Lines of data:

------------------------

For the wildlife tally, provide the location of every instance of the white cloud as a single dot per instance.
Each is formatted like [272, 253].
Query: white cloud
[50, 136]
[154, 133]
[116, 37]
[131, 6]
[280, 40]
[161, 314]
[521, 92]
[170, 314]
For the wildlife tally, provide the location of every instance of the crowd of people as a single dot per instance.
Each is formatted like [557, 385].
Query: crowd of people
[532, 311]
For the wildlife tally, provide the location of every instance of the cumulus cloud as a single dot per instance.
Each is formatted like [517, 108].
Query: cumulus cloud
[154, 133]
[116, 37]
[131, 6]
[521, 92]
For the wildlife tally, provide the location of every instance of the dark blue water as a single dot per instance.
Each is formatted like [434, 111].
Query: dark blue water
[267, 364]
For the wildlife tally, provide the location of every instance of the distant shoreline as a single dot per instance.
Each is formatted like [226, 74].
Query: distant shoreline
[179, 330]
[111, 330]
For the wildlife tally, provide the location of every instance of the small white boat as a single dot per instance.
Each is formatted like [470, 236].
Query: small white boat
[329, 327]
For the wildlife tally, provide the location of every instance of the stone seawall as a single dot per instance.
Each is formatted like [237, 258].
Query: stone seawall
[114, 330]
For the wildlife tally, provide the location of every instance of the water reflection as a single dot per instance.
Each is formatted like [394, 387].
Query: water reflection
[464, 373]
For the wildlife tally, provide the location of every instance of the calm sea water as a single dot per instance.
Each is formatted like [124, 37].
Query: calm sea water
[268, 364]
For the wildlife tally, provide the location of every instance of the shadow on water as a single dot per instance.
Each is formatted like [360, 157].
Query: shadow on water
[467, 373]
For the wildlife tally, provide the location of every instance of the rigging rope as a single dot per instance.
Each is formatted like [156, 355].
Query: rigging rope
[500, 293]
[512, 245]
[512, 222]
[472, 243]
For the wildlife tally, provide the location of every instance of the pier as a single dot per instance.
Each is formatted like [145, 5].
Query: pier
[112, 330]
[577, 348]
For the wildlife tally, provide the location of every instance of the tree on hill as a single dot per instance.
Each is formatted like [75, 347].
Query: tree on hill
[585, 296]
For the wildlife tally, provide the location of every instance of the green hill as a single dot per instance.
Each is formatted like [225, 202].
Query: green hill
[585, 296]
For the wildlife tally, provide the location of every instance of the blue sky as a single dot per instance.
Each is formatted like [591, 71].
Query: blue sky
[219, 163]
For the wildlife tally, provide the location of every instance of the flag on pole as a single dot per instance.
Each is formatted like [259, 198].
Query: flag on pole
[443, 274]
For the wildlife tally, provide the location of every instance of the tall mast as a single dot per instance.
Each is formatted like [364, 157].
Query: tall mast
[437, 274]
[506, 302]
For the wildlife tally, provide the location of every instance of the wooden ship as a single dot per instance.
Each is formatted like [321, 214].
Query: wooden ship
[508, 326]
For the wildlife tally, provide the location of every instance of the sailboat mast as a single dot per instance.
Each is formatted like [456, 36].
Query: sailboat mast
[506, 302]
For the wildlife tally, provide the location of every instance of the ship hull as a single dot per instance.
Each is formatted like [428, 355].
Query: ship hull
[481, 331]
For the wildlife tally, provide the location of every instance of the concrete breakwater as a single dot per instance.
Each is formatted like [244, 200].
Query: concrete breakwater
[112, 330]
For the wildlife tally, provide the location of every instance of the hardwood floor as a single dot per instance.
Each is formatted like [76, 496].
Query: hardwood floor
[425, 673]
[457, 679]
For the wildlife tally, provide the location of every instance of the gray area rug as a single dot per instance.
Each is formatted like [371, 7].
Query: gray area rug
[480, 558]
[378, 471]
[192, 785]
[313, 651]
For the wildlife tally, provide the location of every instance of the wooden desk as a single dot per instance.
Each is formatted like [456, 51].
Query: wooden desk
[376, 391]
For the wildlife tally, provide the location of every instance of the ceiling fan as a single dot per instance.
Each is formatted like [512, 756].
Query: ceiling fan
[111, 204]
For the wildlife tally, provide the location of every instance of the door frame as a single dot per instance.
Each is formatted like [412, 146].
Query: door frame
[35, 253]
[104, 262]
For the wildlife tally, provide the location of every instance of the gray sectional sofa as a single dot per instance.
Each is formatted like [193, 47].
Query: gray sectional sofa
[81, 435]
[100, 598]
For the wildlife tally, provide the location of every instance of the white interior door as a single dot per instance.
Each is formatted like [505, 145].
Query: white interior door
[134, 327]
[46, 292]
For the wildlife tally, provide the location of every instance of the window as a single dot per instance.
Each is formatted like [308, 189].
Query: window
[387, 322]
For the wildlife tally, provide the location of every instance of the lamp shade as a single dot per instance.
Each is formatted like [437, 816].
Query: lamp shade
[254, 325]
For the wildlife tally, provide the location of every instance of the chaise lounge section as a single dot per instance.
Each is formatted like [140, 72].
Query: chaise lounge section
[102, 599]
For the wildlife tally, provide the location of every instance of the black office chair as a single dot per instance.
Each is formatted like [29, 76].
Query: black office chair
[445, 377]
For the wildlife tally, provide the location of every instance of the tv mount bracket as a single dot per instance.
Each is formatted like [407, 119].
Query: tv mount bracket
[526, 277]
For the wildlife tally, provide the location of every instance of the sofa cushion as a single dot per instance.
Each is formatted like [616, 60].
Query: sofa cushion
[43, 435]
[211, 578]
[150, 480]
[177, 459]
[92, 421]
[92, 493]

------------------------

▶ _SHORT TASK_
Please set down all the data word for word.

▶ _TASK RESPONSE_
For the wildlife tally, provide the location of every instance of the white cloud as a single dot per instance.
Each is formatted like [272, 253].
Query: white cloud
[50, 136]
[154, 133]
[116, 37]
[131, 6]
[280, 40]
[161, 314]
[521, 92]
[170, 314]
For the wildlife tally, provide the location of every instance of the crowd of people as a single dot per instance.
Each is formatted like [557, 385].
Query: crowd of people
[532, 311]
For the wildlife tally, provide the location of every instance of the cumulus cloud as a single dot per instance.
Each is formatted like [517, 108].
Query: cumulus cloud
[154, 133]
[116, 37]
[131, 6]
[521, 92]
For the wildlife tally, provide the location of every instance of the dark blue water as a single dot per instance.
Each is formatted like [434, 111].
Query: dark blue water
[267, 364]
For the wildlife tally, provide the location of every instance of the distant shoreline as a single dot per instance.
Each is formatted like [226, 74].
Query: distant shoreline
[179, 330]
[111, 330]
For the wildlife tally, provide the location of every instance of the small white boat as a single dot per instance.
Each is formatted like [470, 236].
Query: small white boat
[329, 327]
For the wildlife tally, provide the location of every instance of the stone seawall as a single dot per instance.
Each is formatted like [237, 258].
Query: stone seawall
[114, 330]
For the wildlife tally, provide the location of every instance of the water reflection as a single dot per instance.
Each is formatted like [394, 387].
Query: water reflection
[464, 373]
For the wildlife tally, provide the location of every instance of the calm sea water as a single dot per instance.
Each is formatted like [124, 37].
Query: calm sea water
[268, 364]
For the wildlife tally, provide the location of every instance of the shadow on water as a single dot per instance.
Each is formatted like [360, 157].
Query: shadow on water
[467, 373]
For the wildlife tally, provide the location of every instance of the rigging rope as a single dot per instance.
Each is formatted like [156, 355].
Query: rigging rope
[500, 293]
[512, 245]
[512, 222]
[472, 243]
For the wildlife tally, provide the location of every instance of the pier as a single dot per instance.
Each is formatted like [145, 5].
Query: pier
[112, 330]
[577, 348]
For the wildlife tally, provide the location of every instance of the tree on hill as a single dot per instance.
Each is formatted like [75, 347].
Query: tree on hill
[585, 296]
For the wildlife tally, provide the location of every instance of the green hill as a single dot per instance.
Each is formatted like [225, 202].
Query: green hill
[585, 296]
For the wildlife tally, provide the location of every instance of the blue sky as a single dot per instance.
Each is formatted like [591, 71].
Query: blue sky
[219, 163]
For the wildlife tally, provide the location of every instance of the flag on pole as a single dot per instance.
Each is formatted like [259, 198].
Query: flag on pole
[443, 274]
For the wildlife tally, provide the location of every instance of the tall mast as a single dot per instance.
Each is formatted like [364, 157].
Query: tall mast
[437, 274]
[506, 302]
For the wildlife tally, provide the location of every instance of the wooden ship as a single dot per instance.
Each is formatted like [321, 214].
Query: wooden ship
[508, 326]
For the wildlife tally, provide the location of every instance of the sailboat mast as a single dot per instance.
Each is formatted like [456, 36].
Query: sailboat mast
[506, 302]
For the wildlife tally, provide the location of every instance of the ship hull as a single dot per instance.
Each is formatted like [428, 355].
Query: ship hull
[481, 331]
For the wildlife tally, provide the location of every instance of the concrete breakwater as a single dot per instance.
Each is formatted like [244, 200].
Query: concrete breakwater
[112, 330]
For the wildlife tally, provide the location of every instance of the hardwood floor as a single dot per instance.
Each is formatted like [76, 496].
Query: hardwood floor
[425, 673]
[457, 679]
For the wildlife tally, provide the location of every instance of the gray area rug as a single dot per instance.
Each is formatted like [371, 7].
Query: gray area rug
[480, 558]
[378, 471]
[192, 785]
[313, 651]
For the wildlife tally, provide the location of every instance of the wooden desk as a single dot per instance.
Each is formatted like [456, 51].
Query: wooden desk
[376, 391]
For the wildlife tally, provide the location of every instance of the ceiling fan as a single dot per instance.
Each is formatted like [512, 756].
Query: ceiling fan
[111, 204]
For the wildlife tally, provide the location of every instance of the door frame as a single dot per instance.
Each is formatted like [412, 146].
Query: door frame
[35, 253]
[104, 262]
For the wildlife tally, provide the location of every instance of the gray sectional sofa as a single dot per instance.
Each is formatted like [193, 47].
Query: gray sectional sofa
[81, 435]
[100, 598]
For the wildlife tally, provide the location of every instance of the white interior door as a single dot per instance.
Each is formatted like [505, 145].
Query: white interior door
[134, 327]
[46, 292]
For the wildlife tally, provide the location of every instance of the window as a single dot per instance.
Each is formatted like [308, 189].
Query: window
[387, 322]
For the wildlife tally, provide the location of every instance of the lamp shade as a single dot per instance.
Each is formatted like [437, 816].
Query: lamp shade
[254, 325]
For the wildlife tally, provide the location of every instance of the chaise lounge section as a single dot per instance.
Each is formatted like [140, 72].
Query: chaise lounge section
[102, 599]
For the wildlife tally, provide the location of every instance of the black office chair as a single dot per instance.
Each is formatted like [29, 76].
Query: black office chair
[445, 377]
For the wildlife tally, provide the location of every instance of the tv mount bracket as a single dot per instance.
Each is formatted like [407, 119].
Query: tv mount bracket
[526, 277]
For the wildlife tally, provide the location of every instance of the sofa cushion as a single dot per instance.
Each is formatted like [616, 60].
Query: sofa cushion
[43, 435]
[211, 578]
[150, 480]
[177, 459]
[92, 421]
[92, 493]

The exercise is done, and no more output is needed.